▶ [Written problem]: Please convert the rows below into a Markdown table with the columns "No." and "Line," giving each line a number in order and skipping blank lines. Leave the pictures out of the answer.

BEGIN Items

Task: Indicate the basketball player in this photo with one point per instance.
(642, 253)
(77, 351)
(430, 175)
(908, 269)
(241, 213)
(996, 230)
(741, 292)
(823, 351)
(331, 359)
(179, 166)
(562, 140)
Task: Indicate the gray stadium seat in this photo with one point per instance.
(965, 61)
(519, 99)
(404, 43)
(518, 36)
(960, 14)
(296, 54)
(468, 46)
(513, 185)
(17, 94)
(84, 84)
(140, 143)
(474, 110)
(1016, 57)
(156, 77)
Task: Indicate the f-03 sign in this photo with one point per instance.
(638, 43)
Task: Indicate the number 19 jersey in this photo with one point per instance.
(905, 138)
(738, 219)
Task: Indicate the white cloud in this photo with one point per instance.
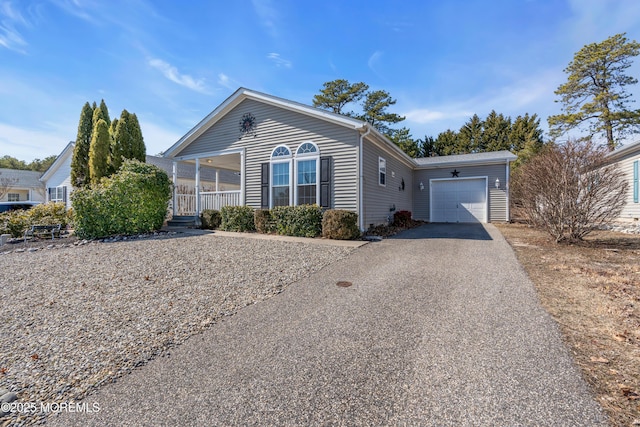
(156, 138)
(279, 61)
(268, 15)
(172, 73)
(10, 37)
(22, 143)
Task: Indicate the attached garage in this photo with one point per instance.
(459, 199)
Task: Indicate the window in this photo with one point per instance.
(57, 194)
(307, 158)
(281, 176)
(382, 171)
(635, 182)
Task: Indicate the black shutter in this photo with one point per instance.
(325, 182)
(264, 186)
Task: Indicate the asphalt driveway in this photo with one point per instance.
(440, 327)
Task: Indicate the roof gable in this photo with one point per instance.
(66, 152)
(242, 94)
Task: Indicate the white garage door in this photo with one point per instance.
(459, 200)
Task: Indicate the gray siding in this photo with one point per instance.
(631, 209)
(275, 126)
(378, 200)
(497, 197)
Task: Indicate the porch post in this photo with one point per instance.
(175, 187)
(197, 188)
(243, 179)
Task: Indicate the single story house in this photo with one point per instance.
(288, 153)
(20, 186)
(57, 179)
(628, 157)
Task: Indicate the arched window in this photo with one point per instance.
(307, 169)
(280, 176)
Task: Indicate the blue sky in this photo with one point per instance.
(172, 62)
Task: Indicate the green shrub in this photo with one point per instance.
(14, 222)
(50, 213)
(402, 219)
(237, 218)
(132, 201)
(210, 219)
(301, 221)
(340, 225)
(264, 221)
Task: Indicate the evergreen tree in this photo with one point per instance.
(336, 94)
(80, 159)
(375, 111)
(138, 149)
(496, 132)
(121, 143)
(99, 151)
(595, 93)
(471, 136)
(105, 112)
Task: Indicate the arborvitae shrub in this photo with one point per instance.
(211, 219)
(237, 218)
(132, 201)
(340, 225)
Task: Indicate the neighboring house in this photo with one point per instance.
(628, 159)
(289, 153)
(57, 179)
(20, 185)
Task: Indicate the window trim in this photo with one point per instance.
(382, 171)
(305, 157)
(278, 160)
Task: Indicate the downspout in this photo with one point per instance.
(507, 192)
(361, 180)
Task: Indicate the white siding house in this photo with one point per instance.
(628, 159)
(289, 153)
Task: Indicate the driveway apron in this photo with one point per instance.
(440, 327)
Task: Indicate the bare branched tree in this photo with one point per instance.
(570, 190)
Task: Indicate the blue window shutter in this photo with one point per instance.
(635, 181)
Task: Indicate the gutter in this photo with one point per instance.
(361, 179)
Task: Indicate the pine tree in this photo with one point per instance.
(99, 151)
(80, 160)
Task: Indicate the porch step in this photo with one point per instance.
(182, 221)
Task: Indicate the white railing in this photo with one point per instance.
(208, 200)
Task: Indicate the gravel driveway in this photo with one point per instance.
(74, 318)
(441, 327)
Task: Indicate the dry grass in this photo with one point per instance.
(592, 289)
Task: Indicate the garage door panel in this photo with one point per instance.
(459, 200)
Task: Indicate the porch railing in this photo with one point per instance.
(186, 203)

END Items

▶ [Final answer]:
| No. | Line |
|---|---|
| 1 | Task: Indicate the basketball player in this photo with one point per instance. |
| 2 | (642, 253) |
| 3 | (77, 351) |
| 4 | (430, 175) |
| 5 | (908, 269) |
| 6 | (241, 213) |
| 7 | (996, 230) |
| 8 | (741, 292) |
| 9 | (823, 351) |
| 10 | (331, 359) |
| 11 | (179, 166) |
| 12 | (562, 140) |
| 13 | Task: Indicate the gray stadium seat in this photo with one point per instance. |
| 14 | (965, 61) |
| 15 | (519, 99) |
| 16 | (404, 43) |
| 17 | (518, 36) |
| 18 | (960, 14) |
| 19 | (296, 54) |
| 20 | (468, 46) |
| 21 | (513, 185) |
| 22 | (17, 94) |
| 23 | (84, 84) |
| 24 | (140, 143) |
| 25 | (474, 110) |
| 26 | (1016, 57) |
| 27 | (156, 77) |
| 28 | Task: Indicate the f-03 sign in this photo with one point per instance. |
| 29 | (638, 43) |
| 30 | Task: Indicate the number 19 jersey in this photo with one point per instance. |
| 31 | (905, 138) |
| 32 | (738, 219) |
| 33 | Task: Indicate the white cloud in this photo with one point per instance. |
| 34 | (156, 138) |
| 35 | (279, 61) |
| 36 | (268, 15) |
| 37 | (172, 73) |
| 38 | (10, 37) |
| 39 | (22, 143) |
| 40 | Task: Indicate the attached garage in this photo with one point per instance. |
| 41 | (459, 199) |
| 42 | Task: Indicate the window in this photo with one point per instance. |
| 43 | (57, 194) |
| 44 | (307, 158) |
| 45 | (281, 176) |
| 46 | (382, 171) |
| 47 | (635, 182) |
| 48 | Task: Indicate the black shutter in this photo with one point per instance. |
| 49 | (325, 182) |
| 50 | (264, 186) |
| 51 | Task: Indicate the asphalt driveway in this photo with one point per instance. |
| 52 | (440, 327) |
| 53 | Task: Indicate the roof gable in this photo with one point per instance. |
| 54 | (66, 152) |
| 55 | (242, 94) |
| 56 | Task: Indicate the white garage door in this photo with one point per instance. |
| 57 | (459, 200) |
| 58 | Task: Indicate the gray siding in this photo with one point per instance. |
| 59 | (631, 209) |
| 60 | (275, 126) |
| 61 | (378, 200) |
| 62 | (497, 197) |
| 63 | Task: Indicate the porch post in this photo with one point per instance. |
| 64 | (175, 187) |
| 65 | (197, 188) |
| 66 | (243, 179) |
| 67 | Task: Indicate the single story house in this photo with one point per instance. |
| 68 | (288, 153) |
| 69 | (20, 186) |
| 70 | (57, 179) |
| 71 | (628, 157) |
| 72 | Task: Indicate the arched window in this photo with one point per instance. |
| 73 | (307, 169) |
| 74 | (280, 176) |
| 75 | Task: Indicate the blue sky in this photo with one point per instance. |
| 76 | (172, 62) |
| 77 | Task: Indicate the green shrub in this photo with one point per instance. |
| 78 | (14, 222) |
| 79 | (50, 213) |
| 80 | (402, 219) |
| 81 | (237, 218) |
| 82 | (132, 201) |
| 83 | (210, 219) |
| 84 | (301, 221) |
| 85 | (340, 225) |
| 86 | (264, 221) |
| 87 | Task: Indicate the evergreen tree in this photo with one point per instance. |
| 88 | (336, 94) |
| 89 | (80, 159) |
| 90 | (375, 111) |
| 91 | (138, 149) |
| 92 | (496, 132) |
| 93 | (121, 143) |
| 94 | (99, 151) |
| 95 | (595, 93) |
| 96 | (471, 136) |
| 97 | (105, 112) |
| 98 | Task: Indicate the arborvitae shrub in this photo with one point per instance. |
| 99 | (211, 219) |
| 100 | (237, 218) |
| 101 | (132, 201) |
| 102 | (340, 225) |
| 103 | Task: Indicate the neighboring house in this photo with one point per instance. |
| 104 | (628, 159) |
| 105 | (289, 153) |
| 106 | (57, 179) |
| 107 | (20, 185) |
| 108 | Task: Indicate the window trim in this photo with one point per instance. |
| 109 | (382, 171) |
| 110 | (305, 157) |
| 111 | (278, 160) |
| 112 | Task: Indicate the downspout in this photo with one point per instance. |
| 113 | (507, 192) |
| 114 | (361, 180) |
| 115 | Task: Indicate the white siding house in this photo with one point per instance. |
| 116 | (628, 159) |
| 117 | (289, 153) |
| 118 | Task: Indicate the driveway apron in this photo with one point per instance. |
| 119 | (440, 327) |
| 120 | Task: Indicate the bare branched tree in this photo with one point per instance. |
| 121 | (570, 190) |
| 122 | Task: Indicate the blue window shutter in this photo with one point per instance. |
| 123 | (635, 181) |
| 124 | Task: Indicate the gutter in this photo with one point per instance. |
| 125 | (361, 179) |
| 126 | Task: Indicate the pine tree in this photo with one point per instance. |
| 127 | (99, 151) |
| 128 | (80, 160) |
| 129 | Task: Indicate the porch step in this photo with one point per instance. |
| 130 | (182, 221) |
| 131 | Task: Indicate the white railing in this photo with one point per instance. |
| 132 | (208, 200) |
| 133 | Task: Indicate the gravel driveway in this photo with one point per instance. |
| 134 | (74, 318) |
| 135 | (441, 327) |
| 136 | Task: Indicate the dry grass in this photo with one point per instance. |
| 137 | (592, 289) |
| 138 | Task: Indicate the garage door panel in this photo with one point per instance. |
| 139 | (459, 200) |
| 140 | Task: Indicate the porch railing in this photo with one point per instance. |
| 141 | (186, 203) |